Try it: Exactly the lines from the opening of the data through the line containing "Where can the white" should be reproduced, please, with nothing added.

Data for review Start Marker

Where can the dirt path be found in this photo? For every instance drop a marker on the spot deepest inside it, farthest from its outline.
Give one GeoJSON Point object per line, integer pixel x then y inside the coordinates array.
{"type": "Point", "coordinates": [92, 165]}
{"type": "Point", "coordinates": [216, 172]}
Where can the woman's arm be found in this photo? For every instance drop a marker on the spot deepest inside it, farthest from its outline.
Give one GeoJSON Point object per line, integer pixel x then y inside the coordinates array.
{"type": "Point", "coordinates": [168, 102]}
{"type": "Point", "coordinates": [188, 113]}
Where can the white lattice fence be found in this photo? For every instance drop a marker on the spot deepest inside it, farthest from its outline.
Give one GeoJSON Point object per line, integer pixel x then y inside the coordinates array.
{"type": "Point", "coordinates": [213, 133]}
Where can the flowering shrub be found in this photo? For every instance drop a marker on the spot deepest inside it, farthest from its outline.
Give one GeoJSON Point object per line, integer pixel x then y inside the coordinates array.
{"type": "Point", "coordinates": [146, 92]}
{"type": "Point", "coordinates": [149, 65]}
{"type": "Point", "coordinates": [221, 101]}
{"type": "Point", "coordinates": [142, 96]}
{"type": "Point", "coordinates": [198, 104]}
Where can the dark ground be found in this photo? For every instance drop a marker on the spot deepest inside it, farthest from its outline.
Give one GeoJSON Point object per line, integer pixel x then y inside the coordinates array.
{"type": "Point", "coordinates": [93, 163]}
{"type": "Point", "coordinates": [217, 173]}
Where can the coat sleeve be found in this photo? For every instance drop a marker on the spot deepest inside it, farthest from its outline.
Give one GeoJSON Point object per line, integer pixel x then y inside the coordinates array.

Data for review End Marker

Response below:
Where can the dirt path be found in this photo? For every instance drop a marker on the spot deepest inside it, farthest from its outline.
Give one GeoJSON Point object per line, integer pixel x then y inside the coordinates array.
{"type": "Point", "coordinates": [92, 165]}
{"type": "Point", "coordinates": [216, 172]}
Where can the woman's arm be found in this photo? For every instance drop a marker on the spot deepest inside it, farthest from its outline.
Give one GeoJSON Point object per line, integer pixel x then y inside the coordinates array.
{"type": "Point", "coordinates": [168, 102]}
{"type": "Point", "coordinates": [188, 113]}
Where can the white lattice fence be found in this photo? For every instance drop a marker on the spot deepest inside it, farthest from its outline.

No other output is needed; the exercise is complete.